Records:

====

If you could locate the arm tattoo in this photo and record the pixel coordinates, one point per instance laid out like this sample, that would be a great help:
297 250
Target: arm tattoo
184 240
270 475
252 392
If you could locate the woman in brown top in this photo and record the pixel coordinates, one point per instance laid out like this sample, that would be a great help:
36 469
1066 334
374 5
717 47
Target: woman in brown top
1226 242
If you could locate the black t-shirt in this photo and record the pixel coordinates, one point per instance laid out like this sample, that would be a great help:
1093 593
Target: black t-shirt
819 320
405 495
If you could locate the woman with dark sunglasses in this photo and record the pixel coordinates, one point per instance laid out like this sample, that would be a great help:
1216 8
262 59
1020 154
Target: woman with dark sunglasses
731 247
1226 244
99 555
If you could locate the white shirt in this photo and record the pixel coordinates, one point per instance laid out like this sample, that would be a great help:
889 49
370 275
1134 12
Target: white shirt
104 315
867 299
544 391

====

DIRECTIONS —
Copy out the full set of records precisely, leaving nothing out.

PROBLEM SOLUTION —
If you could locate the arm tattoo in this photo and record the pixel coordinates, one point per instance laid out like this sample, that would be a great help:
297 250
Target: arm tattoo
184 240
270 475
252 392
If you could locate the woman in brown top in this photo and record the pixel coordinates, one point per instance laid out like this sample, that would be a great help:
36 469
1066 334
374 5
717 47
Target: woman in brown top
1226 242
If you could locate the black t-shirt in this photo and record the pixel coordinates, one point per instance laid out like this sample, that would be a great help:
1093 593
Target: black t-shirt
819 320
405 495
If you could locate the woman with dark sunglasses in this photo and record the pixel coordinates, one point per instance laid out like this sample, that would be a great help:
1216 8
262 59
1020 154
Target: woman with dark sunglasses
731 247
1226 244
99 555
If you could locate the white shirt in this photo and record the pixel coordinates, one point per instance laid out like this sample, that would be a great help:
889 49
370 275
1134 12
Target: white shirt
104 315
867 299
544 391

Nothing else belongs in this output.